▶ Document segment:
This repository provides a framework for efficient speculative decoding with large language models (LLMs). The core idea is to enable users to bring their own base model, train speculative heads for parallel token prediction, and deploy the resulting model for fast ONNX-based inference (upto 3x the inference speed).
Medusa enables:
- Integration of any HuggingFace-compatible base model (e.g., Vicuna, Llama)
- Training of speculative heads for parallel next-token prediction
- ONNX export for accelerated inference
- Simple, modular code for research and extension
A ready-to-use speculative decoding model checkpoint is available on Hugging Face Hub:
- Model ID:
theharshithh/vicuna-7b-speculative - URL: https://huggingface.co/theharshithh/vicuna-7b-speculative
This checkpoint is based on Vicuna-7B and includes trained speculative heads.
Configure your base model and speculative head parameters in start_train.sh. This script manages distributed training across multiple GPUs. Key arguments:
--model_name_or_path: Path or identifier for your base model--medusa_num_heads: Number of speculative heads--medusa_num_layers: Number of layers per head
To launch training:
chmod +x start_train.sh
./start_train.shUse setup_dataset.py to split your dataset into training and evaluation sets. The script expects a ShareGPT-style JSON by default, but can be adapted for other formats. Example usage:
python setup_dataset.py --input_file your_data.jsonThis produces train.json and eval.json.

▶ Parts of the exercise:
1. In the speculative decoding readme, which base model is the ready-to-use Hugging Face checkpoint built on?
2. Pick up the speculative decoding readme after its final sentence and keep writing it.

▶ Information given:
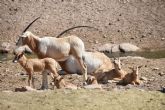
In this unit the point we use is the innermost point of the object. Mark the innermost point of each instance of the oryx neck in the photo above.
(33, 43)
(23, 61)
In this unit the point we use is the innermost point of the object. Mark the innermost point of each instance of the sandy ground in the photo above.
(13, 76)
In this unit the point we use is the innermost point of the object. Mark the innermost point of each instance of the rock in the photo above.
(161, 73)
(96, 42)
(143, 78)
(115, 48)
(93, 86)
(127, 47)
(163, 39)
(163, 89)
(105, 48)
(24, 89)
(155, 68)
(6, 47)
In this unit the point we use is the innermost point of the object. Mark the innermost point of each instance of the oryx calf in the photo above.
(57, 48)
(117, 73)
(132, 78)
(35, 65)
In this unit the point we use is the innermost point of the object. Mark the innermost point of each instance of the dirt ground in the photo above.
(13, 76)
(140, 22)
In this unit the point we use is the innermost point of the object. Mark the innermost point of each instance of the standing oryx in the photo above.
(57, 48)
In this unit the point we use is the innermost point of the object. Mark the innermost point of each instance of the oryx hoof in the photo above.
(84, 83)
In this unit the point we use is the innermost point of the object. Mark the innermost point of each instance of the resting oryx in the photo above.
(59, 49)
(97, 63)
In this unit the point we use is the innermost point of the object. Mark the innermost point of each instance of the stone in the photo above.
(161, 73)
(163, 89)
(127, 47)
(6, 47)
(105, 48)
(155, 68)
(115, 48)
(93, 86)
(143, 78)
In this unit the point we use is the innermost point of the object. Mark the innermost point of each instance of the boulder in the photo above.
(127, 47)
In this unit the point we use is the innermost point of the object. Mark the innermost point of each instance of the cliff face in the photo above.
(141, 22)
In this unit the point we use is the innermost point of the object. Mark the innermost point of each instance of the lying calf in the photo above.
(36, 65)
(131, 78)
(117, 73)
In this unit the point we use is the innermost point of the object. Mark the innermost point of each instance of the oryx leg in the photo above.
(44, 80)
(30, 79)
(78, 54)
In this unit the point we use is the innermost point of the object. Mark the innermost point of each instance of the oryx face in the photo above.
(117, 64)
(22, 38)
(17, 57)
(20, 41)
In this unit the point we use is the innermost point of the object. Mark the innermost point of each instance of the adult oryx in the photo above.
(57, 48)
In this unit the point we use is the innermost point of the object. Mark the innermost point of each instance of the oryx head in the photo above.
(18, 52)
(117, 63)
(24, 34)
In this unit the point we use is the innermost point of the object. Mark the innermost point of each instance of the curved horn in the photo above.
(77, 27)
(30, 24)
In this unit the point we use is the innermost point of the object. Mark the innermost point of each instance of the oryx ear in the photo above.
(140, 66)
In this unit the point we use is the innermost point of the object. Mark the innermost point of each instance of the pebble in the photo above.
(161, 73)
(163, 89)
(163, 39)
(156, 68)
(96, 42)
(143, 78)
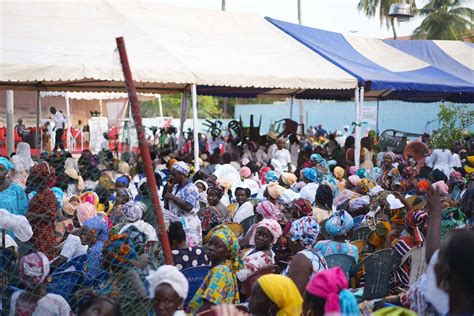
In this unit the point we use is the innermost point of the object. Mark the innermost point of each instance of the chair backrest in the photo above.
(345, 262)
(361, 233)
(195, 276)
(360, 244)
(378, 267)
(247, 284)
(417, 262)
(247, 223)
(65, 283)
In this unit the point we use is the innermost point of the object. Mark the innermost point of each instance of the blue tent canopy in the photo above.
(432, 52)
(394, 73)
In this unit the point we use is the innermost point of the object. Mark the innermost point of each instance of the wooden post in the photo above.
(144, 150)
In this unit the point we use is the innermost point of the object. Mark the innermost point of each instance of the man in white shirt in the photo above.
(283, 155)
(59, 124)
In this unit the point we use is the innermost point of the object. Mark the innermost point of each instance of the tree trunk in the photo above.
(392, 23)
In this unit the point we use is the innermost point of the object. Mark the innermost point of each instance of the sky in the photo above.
(333, 15)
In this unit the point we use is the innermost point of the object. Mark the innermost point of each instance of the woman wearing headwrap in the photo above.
(168, 290)
(275, 295)
(390, 178)
(12, 195)
(414, 222)
(266, 234)
(306, 261)
(267, 210)
(23, 162)
(245, 208)
(84, 212)
(42, 211)
(340, 181)
(337, 226)
(35, 300)
(220, 284)
(216, 213)
(182, 199)
(124, 285)
(327, 294)
(308, 192)
(323, 201)
(287, 180)
(71, 181)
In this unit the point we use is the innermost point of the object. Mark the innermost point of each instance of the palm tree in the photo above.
(445, 20)
(371, 7)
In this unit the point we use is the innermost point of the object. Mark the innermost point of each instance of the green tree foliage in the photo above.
(371, 7)
(455, 121)
(445, 20)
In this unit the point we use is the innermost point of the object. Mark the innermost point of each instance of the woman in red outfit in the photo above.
(42, 210)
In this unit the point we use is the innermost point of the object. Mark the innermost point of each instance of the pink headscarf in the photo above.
(328, 284)
(441, 187)
(268, 210)
(85, 211)
(245, 172)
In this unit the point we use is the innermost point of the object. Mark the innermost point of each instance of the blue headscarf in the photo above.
(339, 223)
(6, 163)
(310, 174)
(92, 266)
(319, 160)
(271, 176)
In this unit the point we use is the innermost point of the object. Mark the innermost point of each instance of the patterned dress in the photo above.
(254, 261)
(330, 247)
(190, 221)
(42, 217)
(219, 287)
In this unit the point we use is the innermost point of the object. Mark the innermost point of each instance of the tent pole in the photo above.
(195, 126)
(184, 101)
(38, 114)
(357, 128)
(161, 106)
(145, 152)
(68, 115)
(292, 101)
(377, 118)
(302, 113)
(10, 123)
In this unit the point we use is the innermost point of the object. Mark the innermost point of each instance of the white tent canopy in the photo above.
(70, 45)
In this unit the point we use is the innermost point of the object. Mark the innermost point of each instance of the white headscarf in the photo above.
(18, 224)
(22, 158)
(169, 275)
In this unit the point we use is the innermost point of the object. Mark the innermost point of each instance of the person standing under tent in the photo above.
(59, 125)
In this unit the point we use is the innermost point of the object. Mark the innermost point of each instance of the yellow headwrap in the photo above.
(338, 172)
(275, 190)
(282, 291)
(288, 178)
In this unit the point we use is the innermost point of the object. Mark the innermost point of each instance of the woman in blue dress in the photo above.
(12, 195)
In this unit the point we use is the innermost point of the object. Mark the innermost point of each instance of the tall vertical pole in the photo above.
(299, 13)
(195, 127)
(184, 105)
(144, 151)
(160, 105)
(357, 128)
(10, 123)
(68, 120)
(292, 102)
(377, 118)
(38, 143)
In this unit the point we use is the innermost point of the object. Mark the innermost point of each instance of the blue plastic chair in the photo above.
(345, 262)
(66, 283)
(195, 276)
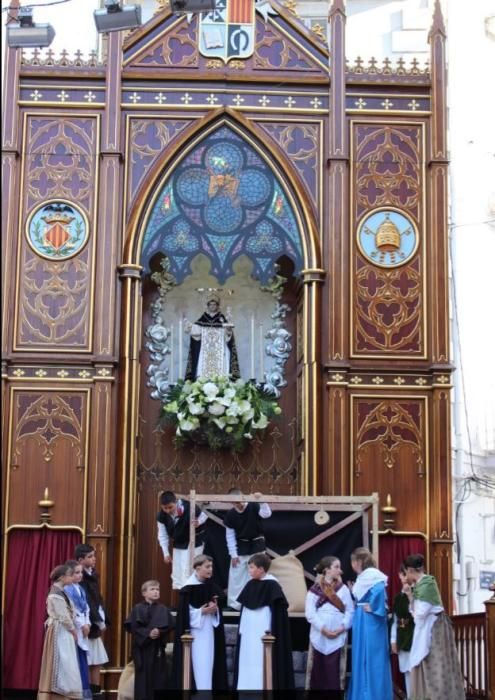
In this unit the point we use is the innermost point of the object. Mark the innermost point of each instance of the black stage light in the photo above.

▶ Responses in order:
1. Vicuna-7B.

2.
The data loading and formatting logic is implemented in dataset.py. Review or modify this file to customize conversation formatting or tokenization as needed.
After training, export your model to ONNX and perform inference using inference/infer_onnx.py:
python inference/infer_onnx.pyThis script exports both the model and tokenizer, and provides a test generation example.
Below are the speculative head loss curves from a short training run (limited GPU resources):
Head 0 Loss Head 1 Loss Head 3 Loss
These results were obtained with constrained compute. Extended training and additional resources are expected to further reduce loss.
model.py,utils.py: Core logic for speculative heads and Medusa modelstart_train.sh: Distributed training entry pointsetup_dataset.py,dataset.py: Dataset preparation and formattinginference/infer_onnx.py: ONNX export and inferencespec_choices.py: Configuration for speculative head choices
- Prepare your dataset with
setup_dataset.py - Configure and launch training via
start_train.sh - Export and test ONNX inference with
inference/infer_onnx.py - Monitor training progress using the provided loss plots in
static/
- The codebase is modular and intended for research and extension.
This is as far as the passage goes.